§ **Required work**:
Repeat each entry as written, dropping any picture you find.

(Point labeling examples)
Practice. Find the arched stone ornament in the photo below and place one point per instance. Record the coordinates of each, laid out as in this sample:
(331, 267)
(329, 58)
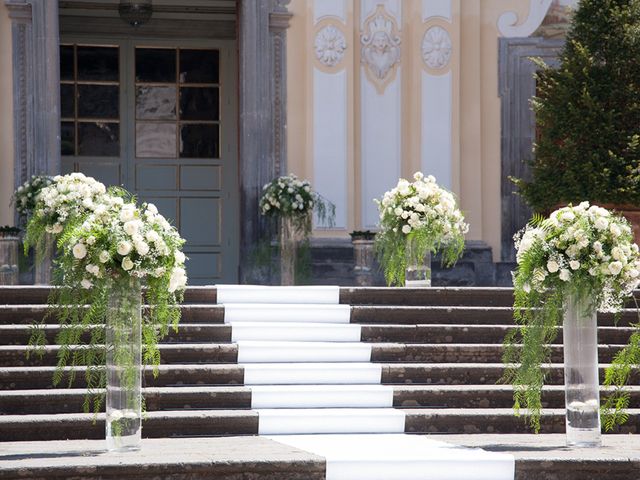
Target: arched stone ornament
(508, 21)
(330, 45)
(436, 48)
(380, 41)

§ **Finished exercise**:
Practice. Find the arched stone ornament in the photo below and place one point per instance. Record the coordinates of each, laid out as in this sample:
(331, 267)
(329, 58)
Target: arched stone ornament
(508, 21)
(330, 45)
(436, 48)
(380, 41)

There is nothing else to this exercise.